Reproduce the listing from its first line through the line containing "[[302, 286]]", changing every "instance" to "occurrence" and leaving everything else the same.

EXERCISE MATERIAL:
*-*-*
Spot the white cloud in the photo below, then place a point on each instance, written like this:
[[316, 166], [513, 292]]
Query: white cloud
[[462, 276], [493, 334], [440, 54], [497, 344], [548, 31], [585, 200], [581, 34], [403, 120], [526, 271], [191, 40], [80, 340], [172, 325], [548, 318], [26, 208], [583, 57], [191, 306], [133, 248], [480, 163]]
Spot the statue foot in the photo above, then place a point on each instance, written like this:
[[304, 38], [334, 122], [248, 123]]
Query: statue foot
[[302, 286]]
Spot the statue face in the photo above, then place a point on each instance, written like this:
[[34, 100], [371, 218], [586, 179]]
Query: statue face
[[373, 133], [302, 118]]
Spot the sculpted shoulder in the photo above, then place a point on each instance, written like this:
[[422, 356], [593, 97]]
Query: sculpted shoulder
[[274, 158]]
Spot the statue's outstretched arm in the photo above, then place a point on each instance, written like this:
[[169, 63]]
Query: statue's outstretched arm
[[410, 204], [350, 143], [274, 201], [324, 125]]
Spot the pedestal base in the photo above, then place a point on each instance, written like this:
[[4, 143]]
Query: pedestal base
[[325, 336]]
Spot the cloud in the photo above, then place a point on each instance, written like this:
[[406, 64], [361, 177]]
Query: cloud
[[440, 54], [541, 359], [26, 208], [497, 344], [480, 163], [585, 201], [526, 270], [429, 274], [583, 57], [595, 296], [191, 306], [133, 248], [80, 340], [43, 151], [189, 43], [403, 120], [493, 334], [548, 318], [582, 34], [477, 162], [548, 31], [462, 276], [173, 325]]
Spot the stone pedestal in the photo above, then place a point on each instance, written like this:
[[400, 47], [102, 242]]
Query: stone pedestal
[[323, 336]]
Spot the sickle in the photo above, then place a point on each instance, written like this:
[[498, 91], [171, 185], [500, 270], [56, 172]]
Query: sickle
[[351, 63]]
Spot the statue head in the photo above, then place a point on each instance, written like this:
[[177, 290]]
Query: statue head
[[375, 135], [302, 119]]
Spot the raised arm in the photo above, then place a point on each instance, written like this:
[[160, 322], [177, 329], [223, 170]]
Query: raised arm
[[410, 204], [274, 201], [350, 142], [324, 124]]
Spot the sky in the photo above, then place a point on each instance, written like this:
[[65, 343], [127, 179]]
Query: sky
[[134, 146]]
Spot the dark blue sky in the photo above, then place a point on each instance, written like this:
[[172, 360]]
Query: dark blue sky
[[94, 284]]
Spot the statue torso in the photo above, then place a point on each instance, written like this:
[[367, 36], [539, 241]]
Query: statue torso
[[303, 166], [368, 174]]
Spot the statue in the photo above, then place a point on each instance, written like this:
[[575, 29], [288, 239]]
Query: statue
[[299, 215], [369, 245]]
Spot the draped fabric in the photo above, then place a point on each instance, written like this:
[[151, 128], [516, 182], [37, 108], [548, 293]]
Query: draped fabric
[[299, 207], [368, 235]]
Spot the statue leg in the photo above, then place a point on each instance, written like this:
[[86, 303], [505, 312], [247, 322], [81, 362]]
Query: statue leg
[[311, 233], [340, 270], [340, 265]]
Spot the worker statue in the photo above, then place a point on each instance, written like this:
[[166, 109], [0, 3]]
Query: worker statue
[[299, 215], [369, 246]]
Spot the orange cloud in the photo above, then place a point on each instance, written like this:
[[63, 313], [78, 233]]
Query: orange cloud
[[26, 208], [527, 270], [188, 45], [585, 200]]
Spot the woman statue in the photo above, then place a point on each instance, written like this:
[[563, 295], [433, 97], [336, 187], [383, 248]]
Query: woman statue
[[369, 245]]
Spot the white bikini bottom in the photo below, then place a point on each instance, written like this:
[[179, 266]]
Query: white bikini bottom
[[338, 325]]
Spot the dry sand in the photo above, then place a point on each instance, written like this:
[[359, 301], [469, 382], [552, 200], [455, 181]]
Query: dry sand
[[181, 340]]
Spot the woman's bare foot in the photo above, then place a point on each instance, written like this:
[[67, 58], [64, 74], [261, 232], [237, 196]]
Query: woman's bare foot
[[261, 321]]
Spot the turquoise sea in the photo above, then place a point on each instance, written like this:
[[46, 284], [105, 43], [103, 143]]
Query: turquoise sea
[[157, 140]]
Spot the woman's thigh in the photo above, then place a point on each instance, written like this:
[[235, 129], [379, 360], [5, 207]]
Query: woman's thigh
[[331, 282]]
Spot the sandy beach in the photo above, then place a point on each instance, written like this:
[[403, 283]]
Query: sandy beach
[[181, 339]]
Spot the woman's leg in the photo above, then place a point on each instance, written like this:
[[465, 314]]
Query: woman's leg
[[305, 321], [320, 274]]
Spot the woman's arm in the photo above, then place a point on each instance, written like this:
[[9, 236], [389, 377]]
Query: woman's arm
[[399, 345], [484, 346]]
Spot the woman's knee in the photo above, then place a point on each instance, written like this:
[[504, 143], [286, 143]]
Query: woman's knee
*-*-*
RESPONSE TO THIS EXERCISE:
Spot the white cloud in the photo below, then place a point on each occurrence, written like this:
[[316, 166], [513, 292]]
Query: white cloud
[[462, 276], [493, 334], [440, 54], [497, 344], [548, 31], [585, 200], [581, 34], [403, 120], [526, 271], [191, 40], [80, 340], [172, 325], [548, 318], [26, 208], [583, 57], [191, 306], [133, 248], [480, 163]]
Spot the statue foot in the photo above, then place a point on each occurrence, written like this:
[[304, 38], [334, 122], [248, 123]]
Query: statue foot
[[302, 286]]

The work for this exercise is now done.